■ What the task asks: Format everything from the start of the records down to the line containing "[0,107,143,349]", inclusive, as a numbered list with blank lines skipped and the pictures left out.

■ Source records:

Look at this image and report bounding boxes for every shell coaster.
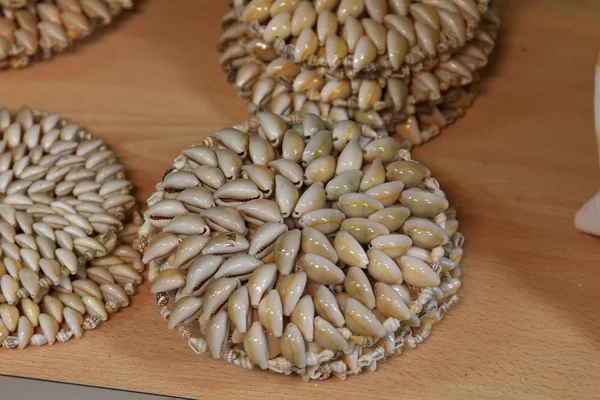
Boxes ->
[0,0,133,68]
[0,107,144,349]
[139,112,463,380]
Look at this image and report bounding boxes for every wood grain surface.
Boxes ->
[0,0,600,400]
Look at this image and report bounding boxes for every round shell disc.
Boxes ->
[220,0,500,145]
[139,112,464,380]
[0,0,133,68]
[0,107,144,349]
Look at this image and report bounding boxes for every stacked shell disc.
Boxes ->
[0,0,133,68]
[139,112,463,380]
[219,0,499,144]
[0,107,143,349]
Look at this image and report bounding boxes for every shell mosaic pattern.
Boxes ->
[220,0,490,78]
[0,107,144,349]
[0,0,133,68]
[139,112,463,380]
[220,0,500,145]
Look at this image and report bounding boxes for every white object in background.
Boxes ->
[575,53,600,236]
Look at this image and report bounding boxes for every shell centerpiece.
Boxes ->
[0,0,133,68]
[0,107,144,349]
[219,0,500,145]
[139,112,463,380]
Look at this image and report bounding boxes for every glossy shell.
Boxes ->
[143,114,463,380]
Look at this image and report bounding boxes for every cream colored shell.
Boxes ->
[0,107,142,351]
[139,113,463,380]
[0,0,133,68]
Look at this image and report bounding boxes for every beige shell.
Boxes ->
[143,115,463,380]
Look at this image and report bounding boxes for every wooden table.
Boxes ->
[0,0,600,400]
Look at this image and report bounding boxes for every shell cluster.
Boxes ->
[219,0,500,145]
[139,112,463,380]
[0,0,133,68]
[0,107,144,349]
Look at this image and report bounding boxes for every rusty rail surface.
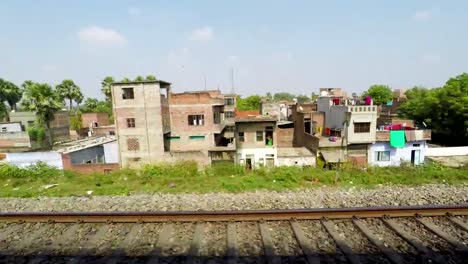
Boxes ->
[0,204,468,223]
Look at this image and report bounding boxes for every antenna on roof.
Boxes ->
[231,67,236,94]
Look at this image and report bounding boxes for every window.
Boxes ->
[265,126,274,146]
[354,122,370,133]
[122,88,135,100]
[224,98,234,105]
[127,138,140,151]
[126,118,135,127]
[224,111,234,118]
[257,131,263,141]
[224,126,234,132]
[213,112,221,124]
[188,115,205,126]
[237,132,245,142]
[375,151,390,161]
[189,136,205,140]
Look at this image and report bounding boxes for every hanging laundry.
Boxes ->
[390,130,406,148]
[364,96,371,105]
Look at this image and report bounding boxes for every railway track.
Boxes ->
[0,204,468,263]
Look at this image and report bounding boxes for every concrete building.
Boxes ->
[111,80,172,167]
[236,116,278,169]
[56,136,119,173]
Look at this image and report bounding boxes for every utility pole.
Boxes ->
[231,67,236,94]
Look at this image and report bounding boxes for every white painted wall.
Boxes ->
[5,152,63,169]
[103,141,119,163]
[236,147,278,167]
[276,156,315,167]
[367,141,427,167]
[426,146,468,157]
[0,123,21,132]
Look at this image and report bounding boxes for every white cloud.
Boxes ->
[413,10,433,21]
[78,26,127,46]
[190,26,214,41]
[128,7,142,16]
[40,64,57,72]
[421,54,441,65]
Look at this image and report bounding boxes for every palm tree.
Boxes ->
[101,76,115,101]
[22,81,63,145]
[55,80,83,110]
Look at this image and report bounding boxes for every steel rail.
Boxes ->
[0,204,468,223]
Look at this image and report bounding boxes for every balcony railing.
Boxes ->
[375,129,431,141]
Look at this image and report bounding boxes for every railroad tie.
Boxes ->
[259,222,281,264]
[322,220,361,264]
[417,218,468,254]
[449,217,468,232]
[68,224,111,264]
[290,221,320,264]
[187,223,205,263]
[353,219,403,264]
[146,224,174,264]
[226,223,238,264]
[103,224,143,264]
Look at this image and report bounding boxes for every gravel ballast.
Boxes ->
[0,184,468,212]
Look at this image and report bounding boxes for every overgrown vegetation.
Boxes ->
[0,162,468,197]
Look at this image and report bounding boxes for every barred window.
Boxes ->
[127,118,135,127]
[354,122,370,133]
[127,138,140,151]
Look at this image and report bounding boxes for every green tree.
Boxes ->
[363,84,393,105]
[101,76,115,102]
[273,92,296,102]
[55,79,83,110]
[398,73,468,146]
[22,81,63,145]
[146,74,156,81]
[84,98,99,109]
[0,79,23,110]
[237,95,262,110]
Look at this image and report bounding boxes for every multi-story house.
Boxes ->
[111,80,171,167]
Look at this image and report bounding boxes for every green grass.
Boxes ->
[0,162,468,197]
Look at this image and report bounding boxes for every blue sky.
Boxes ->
[0,0,468,98]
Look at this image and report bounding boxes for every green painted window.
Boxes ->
[189,136,205,140]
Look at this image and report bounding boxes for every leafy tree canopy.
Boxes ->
[237,95,262,110]
[399,73,468,146]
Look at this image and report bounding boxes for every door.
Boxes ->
[411,150,421,165]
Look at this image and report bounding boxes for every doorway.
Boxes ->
[411,150,421,165]
[245,158,253,170]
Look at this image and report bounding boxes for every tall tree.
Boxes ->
[398,73,468,146]
[101,76,115,102]
[237,95,262,110]
[22,81,63,144]
[55,79,83,110]
[146,74,156,81]
[273,92,296,102]
[363,84,393,105]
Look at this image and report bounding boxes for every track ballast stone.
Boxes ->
[0,184,468,212]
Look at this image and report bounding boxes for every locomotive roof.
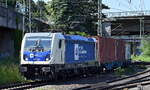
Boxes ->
[64,35,96,42]
[26,32,96,42]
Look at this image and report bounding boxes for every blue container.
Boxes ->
[65,35,96,64]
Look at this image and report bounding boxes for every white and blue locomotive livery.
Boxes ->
[20,32,99,80]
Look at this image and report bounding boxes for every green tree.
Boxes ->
[141,37,150,57]
[47,0,108,34]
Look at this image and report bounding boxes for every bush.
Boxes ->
[131,55,150,62]
[0,57,25,84]
[0,64,25,84]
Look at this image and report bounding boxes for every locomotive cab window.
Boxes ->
[24,37,51,51]
[59,40,62,48]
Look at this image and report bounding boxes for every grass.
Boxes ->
[0,57,25,84]
[131,55,150,62]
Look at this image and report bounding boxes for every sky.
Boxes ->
[34,0,150,12]
[103,0,150,12]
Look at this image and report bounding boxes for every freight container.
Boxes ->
[64,35,96,64]
[96,37,125,69]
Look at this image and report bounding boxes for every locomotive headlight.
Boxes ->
[23,55,29,61]
[25,57,29,61]
[45,58,49,61]
[45,55,51,61]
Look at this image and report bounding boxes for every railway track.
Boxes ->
[73,69,150,90]
[0,81,50,90]
[0,62,150,90]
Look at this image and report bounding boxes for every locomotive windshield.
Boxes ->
[25,37,51,51]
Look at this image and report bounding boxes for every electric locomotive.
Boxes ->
[20,32,99,80]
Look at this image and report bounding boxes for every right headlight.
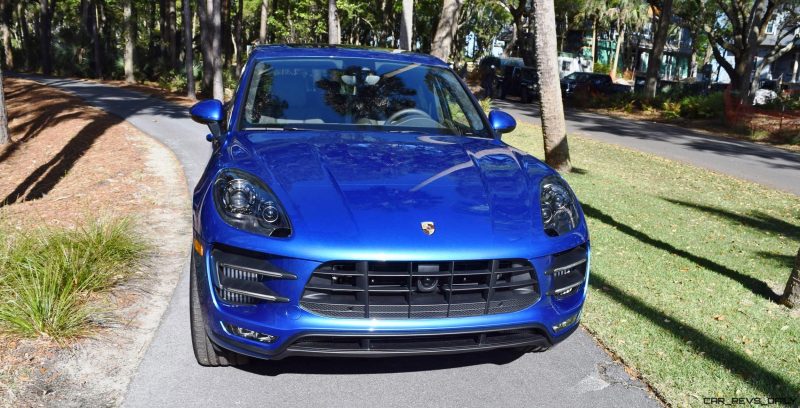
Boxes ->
[539,175,579,237]
[214,169,292,237]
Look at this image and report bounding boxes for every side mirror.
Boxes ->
[489,111,517,134]
[189,99,225,139]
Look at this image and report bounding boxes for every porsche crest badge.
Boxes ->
[420,221,436,235]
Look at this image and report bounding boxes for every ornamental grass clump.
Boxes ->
[0,219,145,340]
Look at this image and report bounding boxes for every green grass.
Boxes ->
[0,219,145,340]
[503,124,800,406]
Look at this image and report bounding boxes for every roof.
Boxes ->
[252,44,447,67]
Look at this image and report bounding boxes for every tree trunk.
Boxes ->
[533,0,572,172]
[609,24,625,80]
[208,0,225,101]
[558,12,569,52]
[39,0,56,75]
[258,0,269,44]
[328,0,342,44]
[87,1,103,78]
[233,0,244,73]
[0,0,14,70]
[431,0,462,61]
[782,250,800,307]
[167,0,178,69]
[0,68,9,146]
[592,18,597,66]
[645,0,672,98]
[183,0,197,99]
[400,0,414,51]
[17,2,31,69]
[122,0,134,84]
[197,0,214,97]
[738,0,777,105]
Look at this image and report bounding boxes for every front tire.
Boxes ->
[189,251,249,367]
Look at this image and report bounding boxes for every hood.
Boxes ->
[223,131,551,256]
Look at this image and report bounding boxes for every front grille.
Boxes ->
[216,264,264,305]
[300,259,539,319]
[289,328,548,352]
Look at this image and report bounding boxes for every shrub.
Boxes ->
[158,70,188,92]
[0,219,145,339]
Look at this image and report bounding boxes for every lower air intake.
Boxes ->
[300,259,539,319]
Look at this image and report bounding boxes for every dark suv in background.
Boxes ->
[500,66,539,103]
[561,72,631,97]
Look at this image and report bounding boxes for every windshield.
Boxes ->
[564,72,589,82]
[240,58,491,137]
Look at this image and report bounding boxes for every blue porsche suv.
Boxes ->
[190,46,590,366]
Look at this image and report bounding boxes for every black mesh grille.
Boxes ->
[300,259,539,319]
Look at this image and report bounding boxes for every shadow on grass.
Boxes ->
[662,198,800,239]
[589,274,800,397]
[582,204,779,302]
[756,251,795,271]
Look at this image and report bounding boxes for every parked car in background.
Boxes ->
[478,56,525,98]
[187,46,590,366]
[500,66,539,103]
[561,72,631,97]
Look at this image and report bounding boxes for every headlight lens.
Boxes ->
[540,175,578,237]
[214,169,292,237]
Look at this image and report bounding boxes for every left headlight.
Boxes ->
[539,175,579,237]
[214,169,292,237]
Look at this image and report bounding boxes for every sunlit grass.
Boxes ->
[0,220,145,339]
[503,124,800,406]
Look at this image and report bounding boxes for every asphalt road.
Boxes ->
[493,100,800,195]
[28,77,660,408]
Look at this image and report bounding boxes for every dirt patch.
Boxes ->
[0,79,191,407]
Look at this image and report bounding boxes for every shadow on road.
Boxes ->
[242,350,523,377]
[0,74,195,207]
[492,100,800,170]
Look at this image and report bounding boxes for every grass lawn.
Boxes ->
[503,124,800,406]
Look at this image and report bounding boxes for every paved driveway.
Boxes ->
[493,100,800,195]
[29,77,659,408]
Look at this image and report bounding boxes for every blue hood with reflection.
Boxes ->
[219,130,568,255]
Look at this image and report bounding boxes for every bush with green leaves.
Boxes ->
[158,70,188,92]
[0,219,146,340]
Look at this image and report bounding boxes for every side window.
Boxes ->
[436,76,483,130]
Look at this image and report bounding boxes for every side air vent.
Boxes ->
[545,245,588,298]
[211,249,297,305]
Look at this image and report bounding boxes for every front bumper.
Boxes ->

■ The answer:
1. Look at this image and report bounding boxes for every shell coaster.
2. Boxes ->
3. [0,0,133,68]
4. [0,107,144,349]
5. [139,112,463,380]
6. Look at this image and report bounding boxes for every wood grain surface.
7. Boxes ->
8. [0,0,600,400]
9. Look at this image and report bounding boxes for every round shell disc.
10. Boxes ->
11. [220,0,500,145]
12. [139,112,464,380]
13. [0,0,133,68]
14. [0,107,144,349]
15. Look at this image and report bounding boxes for every stacked shell disc.
16. Boxes ->
17. [0,0,133,68]
18. [139,112,463,380]
19. [219,0,499,144]
20. [0,107,143,349]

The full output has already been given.